### Bounding box annotation entries
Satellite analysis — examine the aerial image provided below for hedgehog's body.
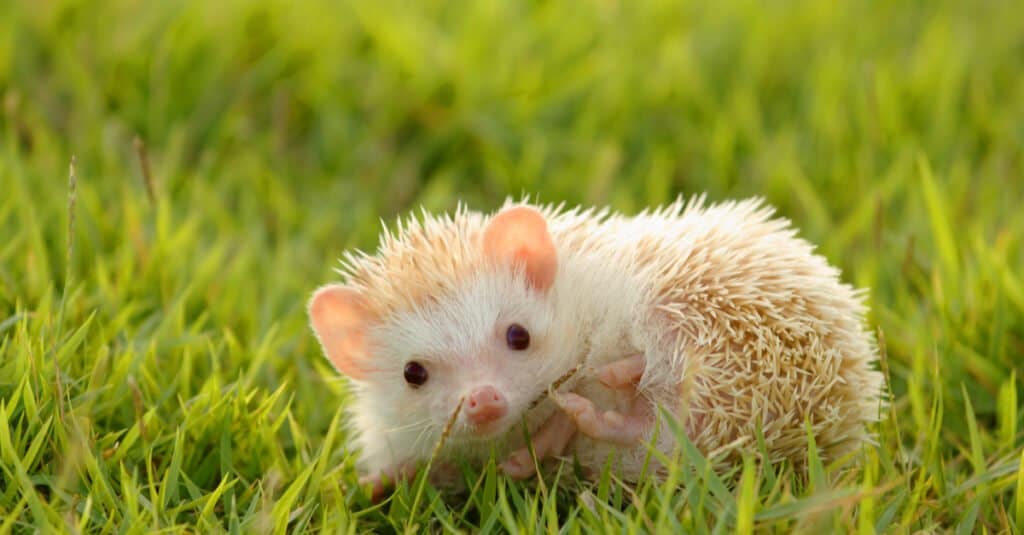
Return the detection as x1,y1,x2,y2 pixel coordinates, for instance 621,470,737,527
313,195,882,487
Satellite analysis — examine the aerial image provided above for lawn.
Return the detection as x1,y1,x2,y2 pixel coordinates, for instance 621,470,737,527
0,0,1024,533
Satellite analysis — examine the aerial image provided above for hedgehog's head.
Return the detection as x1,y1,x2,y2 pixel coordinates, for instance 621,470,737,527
309,206,578,452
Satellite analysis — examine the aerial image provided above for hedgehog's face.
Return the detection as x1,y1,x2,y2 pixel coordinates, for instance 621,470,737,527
310,204,573,449
368,272,572,439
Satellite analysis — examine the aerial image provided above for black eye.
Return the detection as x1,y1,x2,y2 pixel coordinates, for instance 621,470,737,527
505,323,529,352
406,361,428,388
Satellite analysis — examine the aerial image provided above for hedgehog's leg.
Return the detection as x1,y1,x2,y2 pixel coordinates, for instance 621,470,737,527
501,411,575,480
555,354,652,445
555,394,651,446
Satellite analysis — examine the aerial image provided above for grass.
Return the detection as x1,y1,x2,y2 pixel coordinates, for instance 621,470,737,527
0,0,1024,533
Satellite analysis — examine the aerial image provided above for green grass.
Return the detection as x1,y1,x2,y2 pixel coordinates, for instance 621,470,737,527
0,0,1024,533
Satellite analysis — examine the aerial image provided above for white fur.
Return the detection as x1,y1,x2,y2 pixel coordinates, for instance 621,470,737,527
315,198,882,478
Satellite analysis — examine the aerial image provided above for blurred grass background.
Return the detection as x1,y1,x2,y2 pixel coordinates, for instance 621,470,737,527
0,0,1024,533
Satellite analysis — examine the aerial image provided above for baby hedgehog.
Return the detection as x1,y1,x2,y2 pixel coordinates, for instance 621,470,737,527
309,197,883,496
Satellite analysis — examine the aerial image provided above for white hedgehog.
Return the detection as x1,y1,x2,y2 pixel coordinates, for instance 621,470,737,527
309,197,883,496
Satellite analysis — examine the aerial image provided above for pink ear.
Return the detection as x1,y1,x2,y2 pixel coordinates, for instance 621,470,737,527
483,206,558,292
309,284,375,379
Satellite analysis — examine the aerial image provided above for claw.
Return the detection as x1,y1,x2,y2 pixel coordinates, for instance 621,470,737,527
555,394,649,446
501,412,575,480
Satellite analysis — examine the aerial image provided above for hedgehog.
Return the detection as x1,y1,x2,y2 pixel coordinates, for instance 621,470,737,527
308,196,884,496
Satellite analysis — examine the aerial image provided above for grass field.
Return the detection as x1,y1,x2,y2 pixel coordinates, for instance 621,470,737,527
0,0,1024,533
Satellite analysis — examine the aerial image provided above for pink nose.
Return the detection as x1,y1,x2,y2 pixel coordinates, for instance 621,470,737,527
466,385,509,425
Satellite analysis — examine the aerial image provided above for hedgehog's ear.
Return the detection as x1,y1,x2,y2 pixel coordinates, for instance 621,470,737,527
309,284,376,379
483,206,558,292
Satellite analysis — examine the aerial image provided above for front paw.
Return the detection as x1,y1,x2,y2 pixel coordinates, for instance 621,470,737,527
555,393,652,446
359,462,417,504
501,411,575,480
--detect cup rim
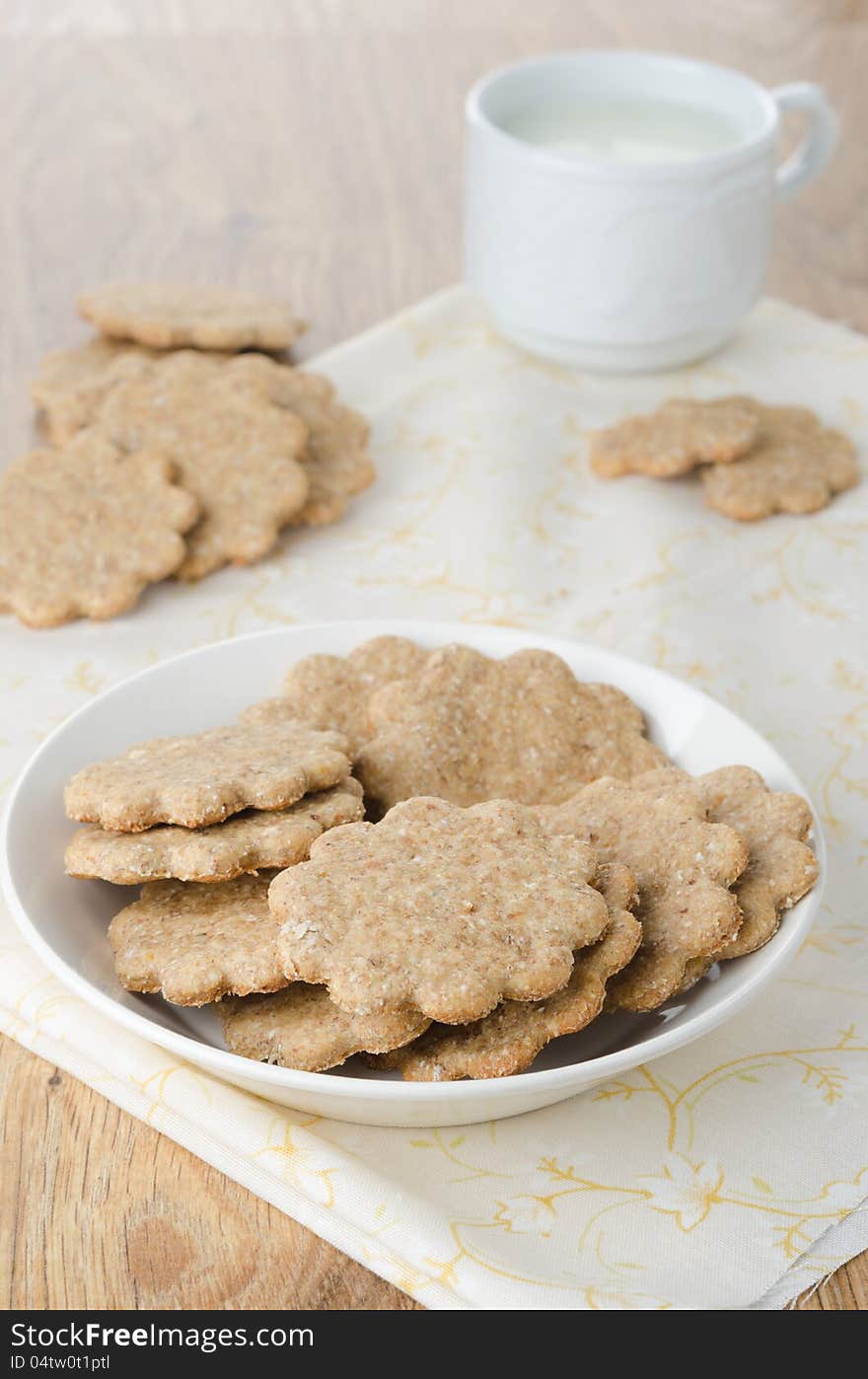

### Given exercise
Starting at the line of the listing that contains "for black eye." and stopping after the line that contains "406,361,428,388", write those lines out again, request lines included, and add 70 to every coordinate in the answers. Leave the sample coordinates in the requests unchanged.

### Answer to the task
Satellite analysis — examine the aerial image provided above for black eye.
Return the detection as x1,y1,x2,y2 pixel coordinates, for instance 621,470,737,527
575,393,599,422
476,431,498,458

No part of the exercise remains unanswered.